#### Selected passage:
....................
A Frobenius equation takes the form [itex] y'' + p(x)y' +q(x)y \qquad (1)[/itex] but for the sake of definiteness, let's take a particular example that my text uses:

[tex]6x^2y'' + 7xy' - (1 + x^2)y = 0 \qquad(2)[/tex]

We seek the solution in the form of [itex]y(x) = \sum_0^{\infty}x^{n+r}\qquad(3)[/itex]

The textbook says that after differentiating (3) and plugging back into (2) we arrive at:

[tex]

6x^2\sum_o^{\infty}(n+r)(n+r - 1)a_nx^{n+r - 2}

\,+\, 7x\sum_o^{\infty}(n+r)a_nx^{n+r-1}

\,-\, (1+x^2)\sum_o^{\infty}a_nx^{n+r}

\qquad(4)
....................
Items from a data source:
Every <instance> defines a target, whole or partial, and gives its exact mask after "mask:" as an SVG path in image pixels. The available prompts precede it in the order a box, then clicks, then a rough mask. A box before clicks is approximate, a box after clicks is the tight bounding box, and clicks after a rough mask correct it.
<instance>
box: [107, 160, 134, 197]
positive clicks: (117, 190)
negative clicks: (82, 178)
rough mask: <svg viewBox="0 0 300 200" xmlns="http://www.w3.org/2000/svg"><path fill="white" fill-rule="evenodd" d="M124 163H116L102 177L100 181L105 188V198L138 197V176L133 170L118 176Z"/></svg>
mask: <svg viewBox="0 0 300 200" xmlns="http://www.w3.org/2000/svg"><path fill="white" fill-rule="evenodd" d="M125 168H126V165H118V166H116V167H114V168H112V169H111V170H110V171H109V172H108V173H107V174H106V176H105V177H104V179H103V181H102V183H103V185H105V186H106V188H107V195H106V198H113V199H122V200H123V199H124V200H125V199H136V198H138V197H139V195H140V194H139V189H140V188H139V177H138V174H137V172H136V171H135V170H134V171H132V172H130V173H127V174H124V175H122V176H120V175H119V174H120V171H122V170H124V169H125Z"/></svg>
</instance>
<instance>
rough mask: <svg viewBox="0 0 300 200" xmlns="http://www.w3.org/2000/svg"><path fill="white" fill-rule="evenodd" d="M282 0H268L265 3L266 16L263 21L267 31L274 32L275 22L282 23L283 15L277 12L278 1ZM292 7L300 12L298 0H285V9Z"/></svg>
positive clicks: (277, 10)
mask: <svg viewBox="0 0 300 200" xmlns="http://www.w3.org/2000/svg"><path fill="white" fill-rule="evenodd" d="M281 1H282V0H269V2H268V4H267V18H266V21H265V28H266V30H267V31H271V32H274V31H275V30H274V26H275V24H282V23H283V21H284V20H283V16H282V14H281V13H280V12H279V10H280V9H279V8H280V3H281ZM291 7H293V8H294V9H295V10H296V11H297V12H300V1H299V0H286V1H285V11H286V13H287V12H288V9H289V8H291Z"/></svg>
....................
#### Work instructions:
Continue the passage above on solving a differential equation by the Frobenius method, starting right after its last line.

#### Answer section:
[/tex]Ok great. Here is what I do not understand: The dummy indices. When we differentiate[itex]y(x) = \sum_0^{\infty}x^{n+r}\qquad(3)[/itex] don't we get [itex]\sum_1^{\infty}(n+r)a_nx^{n+r-1}\qquad(5)[/itex]? Note that the lower bound on the summation is now 1 not 0. Moreover, the lower bound on y''(x) should be 2 not 0.

Now I realize that when we do

*power series*solutions, we can just change the lower bounds back to 0, since there is always a factor that causes those first terms to vanish anyway. But here it does not appear that there are factors like that.

So why are the lower bounds on y' and y'' set back to 0?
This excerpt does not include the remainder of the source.